* **Object pointing dataset rows**

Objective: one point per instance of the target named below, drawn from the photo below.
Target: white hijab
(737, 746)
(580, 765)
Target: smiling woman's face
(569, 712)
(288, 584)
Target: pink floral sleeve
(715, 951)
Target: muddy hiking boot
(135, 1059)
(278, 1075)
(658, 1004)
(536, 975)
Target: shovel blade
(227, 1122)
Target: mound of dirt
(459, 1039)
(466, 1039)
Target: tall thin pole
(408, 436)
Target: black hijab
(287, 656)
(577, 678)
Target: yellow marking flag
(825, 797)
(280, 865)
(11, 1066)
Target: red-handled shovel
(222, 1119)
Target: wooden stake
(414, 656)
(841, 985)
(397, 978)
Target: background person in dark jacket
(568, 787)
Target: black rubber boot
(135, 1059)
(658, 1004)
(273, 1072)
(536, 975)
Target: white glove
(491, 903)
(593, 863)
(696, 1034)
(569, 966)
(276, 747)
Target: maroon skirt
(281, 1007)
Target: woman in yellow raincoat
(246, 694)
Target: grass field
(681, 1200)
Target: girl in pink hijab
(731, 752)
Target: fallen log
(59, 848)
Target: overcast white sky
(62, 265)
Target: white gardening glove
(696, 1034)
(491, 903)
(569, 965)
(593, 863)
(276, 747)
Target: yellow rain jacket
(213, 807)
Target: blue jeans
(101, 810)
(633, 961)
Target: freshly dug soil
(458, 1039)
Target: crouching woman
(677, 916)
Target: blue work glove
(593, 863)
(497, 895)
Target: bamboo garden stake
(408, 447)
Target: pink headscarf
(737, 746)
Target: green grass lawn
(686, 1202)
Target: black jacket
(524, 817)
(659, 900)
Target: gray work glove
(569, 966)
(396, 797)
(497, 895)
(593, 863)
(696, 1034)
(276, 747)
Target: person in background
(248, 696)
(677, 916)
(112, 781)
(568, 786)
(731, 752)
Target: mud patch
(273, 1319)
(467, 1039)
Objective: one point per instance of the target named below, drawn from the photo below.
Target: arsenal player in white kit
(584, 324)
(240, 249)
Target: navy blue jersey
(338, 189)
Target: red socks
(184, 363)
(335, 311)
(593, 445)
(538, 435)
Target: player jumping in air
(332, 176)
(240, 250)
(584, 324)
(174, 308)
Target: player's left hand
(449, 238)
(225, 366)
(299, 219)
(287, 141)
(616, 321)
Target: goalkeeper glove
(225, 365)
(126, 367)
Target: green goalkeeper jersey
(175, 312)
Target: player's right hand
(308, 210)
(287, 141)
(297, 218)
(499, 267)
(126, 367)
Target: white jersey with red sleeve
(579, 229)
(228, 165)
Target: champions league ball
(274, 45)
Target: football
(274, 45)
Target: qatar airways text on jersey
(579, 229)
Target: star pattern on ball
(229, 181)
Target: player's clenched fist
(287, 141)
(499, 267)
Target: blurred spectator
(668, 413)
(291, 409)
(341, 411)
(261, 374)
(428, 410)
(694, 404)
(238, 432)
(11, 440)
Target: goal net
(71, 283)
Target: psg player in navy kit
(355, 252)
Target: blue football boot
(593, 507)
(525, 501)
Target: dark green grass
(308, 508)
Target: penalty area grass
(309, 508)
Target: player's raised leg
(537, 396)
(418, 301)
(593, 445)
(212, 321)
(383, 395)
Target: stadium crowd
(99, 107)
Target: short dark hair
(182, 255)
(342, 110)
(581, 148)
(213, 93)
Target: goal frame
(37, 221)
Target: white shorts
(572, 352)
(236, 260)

* **WHAT NEEDS TO BE DONE**
Rewrite all of the rows above with every "hijab" changed to "headscarf" and nothing else altered.

* **OUTPUT FOR THIS TASK**
Objective: one point per instance of the target named below, drawn from the photo below.
Target: white headscarf
(737, 746)
(580, 765)
Target: smiling woman's face
(569, 712)
(288, 584)
Target: pink floral sleeve
(715, 951)
Target: muddy hiking boot
(135, 1059)
(278, 1075)
(658, 1004)
(536, 975)
Target: shovel blade
(227, 1122)
Target: mound of dirt
(459, 1039)
(466, 1039)
Target: tall thin pole
(408, 436)
Target: black headscarf
(287, 656)
(577, 678)
Target: yellow marking flag
(825, 797)
(280, 865)
(11, 1066)
Target: red-handled shovel
(222, 1119)
Target: wooden stake
(414, 656)
(841, 985)
(397, 978)
Target: background person in dark jacket
(568, 787)
Target: black rubber boot
(135, 1059)
(658, 1004)
(273, 1072)
(536, 975)
Target: white glove
(491, 903)
(593, 863)
(696, 1034)
(569, 966)
(276, 747)
Target: maroon skirt
(281, 1007)
Target: woman in yellow raincoat
(246, 694)
Target: grass field
(681, 1200)
Target: girl in pink headscarf
(731, 752)
Target: fallen log
(59, 848)
Target: overcast white sky
(62, 265)
Target: white gardening glove
(696, 1034)
(491, 903)
(569, 965)
(593, 863)
(276, 747)
Target: yellow rain jacket
(213, 807)
Target: blue jeans
(101, 810)
(633, 961)
Target: freshly dug soil
(458, 1039)
Target: crouching woman
(677, 916)
Target: blue work glove
(593, 863)
(497, 895)
Target: bamboo garden stake
(408, 447)
Target: pink headscarf
(737, 746)
Target: green grass lawn
(686, 1202)
Target: black jacket
(524, 817)
(659, 900)
Target: gray work glove
(569, 966)
(396, 797)
(497, 895)
(593, 863)
(696, 1034)
(276, 747)
Target: person in background
(248, 696)
(677, 916)
(112, 781)
(568, 786)
(731, 752)
Target: mud patch
(273, 1319)
(467, 1039)
Objective: one point per instance of the target named below, drawn from the photo below.
Target: arsenal player in white kit
(584, 324)
(240, 249)
Target: navy blue jersey
(338, 189)
Target: red socks
(184, 363)
(335, 311)
(593, 445)
(538, 435)
Target: player jumping in air
(332, 176)
(240, 250)
(584, 324)
(174, 308)
Target: player's left hand
(449, 238)
(225, 366)
(299, 219)
(287, 141)
(616, 321)
Target: goalkeeper glove
(225, 365)
(126, 367)
Target: green goalkeeper jersey
(175, 312)
Target: player's right hand
(308, 210)
(287, 141)
(297, 218)
(499, 267)
(126, 367)
Target: white jersey with red sleeve
(579, 229)
(228, 165)
Target: champions league ball
(274, 45)
Target: football
(274, 45)
Target: qatar airways text on jersey
(579, 229)
Target: star pattern on ball
(229, 181)
Target: player's clenched fist
(287, 141)
(499, 267)
Target: blurred spectator
(668, 413)
(291, 409)
(341, 411)
(261, 374)
(428, 410)
(694, 404)
(238, 432)
(11, 440)
Target: goal net
(71, 283)
Target: psg player in navy kit
(355, 252)
Target: blue football boot
(593, 507)
(525, 501)
Target: dark green grass
(308, 508)
Target: penalty area grass
(309, 508)
Target: player's raised leg
(537, 396)
(418, 301)
(593, 445)
(212, 321)
(383, 395)
Target: stadium crowd
(99, 107)
Target: short dark hair
(182, 255)
(342, 110)
(581, 148)
(213, 93)
Target: goal frame
(37, 221)
Target: white shorts
(572, 352)
(236, 260)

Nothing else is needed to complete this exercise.